_Aim_
Please convert each of the records below into a JSON list of strings, one string per line, leaving out any blank lines.

_The data_

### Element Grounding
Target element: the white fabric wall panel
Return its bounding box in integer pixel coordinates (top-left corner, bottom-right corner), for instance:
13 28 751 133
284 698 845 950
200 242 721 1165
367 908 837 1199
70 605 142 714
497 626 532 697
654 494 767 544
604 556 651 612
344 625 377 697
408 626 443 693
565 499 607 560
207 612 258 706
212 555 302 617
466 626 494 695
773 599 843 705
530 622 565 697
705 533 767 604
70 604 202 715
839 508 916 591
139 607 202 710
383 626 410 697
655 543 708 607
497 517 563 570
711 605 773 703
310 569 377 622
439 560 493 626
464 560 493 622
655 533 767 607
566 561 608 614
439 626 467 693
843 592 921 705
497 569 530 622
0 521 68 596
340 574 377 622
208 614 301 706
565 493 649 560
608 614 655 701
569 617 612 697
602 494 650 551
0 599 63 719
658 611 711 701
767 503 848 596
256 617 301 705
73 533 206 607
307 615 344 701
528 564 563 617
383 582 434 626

_Written solution_
[
  "### Element Grounding",
  "Target element: the white fabric wall panel",
  "Return its bounding box in integer pixel coordinates (top-left corner, bottom-right corner), for instance:",
  "13 28 751 133",
  "284 698 845 950",
  "200 242 721 1165",
  "367 908 837 1199",
  "70 605 142 714",
  "497 626 532 697",
  "654 494 767 544",
  "604 556 651 612",
  "344 625 377 697",
  "408 626 443 693",
  "565 499 607 560",
  "207 612 258 706",
  "212 555 302 617",
  "466 626 494 695",
  "773 599 843 705",
  "530 622 565 697",
  "705 533 767 604",
  "70 604 202 715",
  "839 508 916 591",
  "139 607 202 710",
  "383 626 410 697",
  "655 543 708 607",
  "497 517 563 570",
  "711 605 773 703",
  "310 569 377 622",
  "439 560 493 626",
  "464 560 493 622",
  "655 533 767 607",
  "566 561 608 614",
  "439 626 467 693",
  "843 592 921 705",
  "497 569 530 622",
  "0 521 68 596",
  "340 574 377 622",
  "208 614 301 706",
  "565 493 649 560",
  "608 614 655 701",
  "569 617 612 697",
  "602 494 650 551",
  "0 599 63 719",
  "658 611 711 701",
  "767 503 848 596",
  "256 617 301 705",
  "73 533 206 607",
  "307 615 344 701",
  "528 564 563 617",
  "383 582 434 626"
]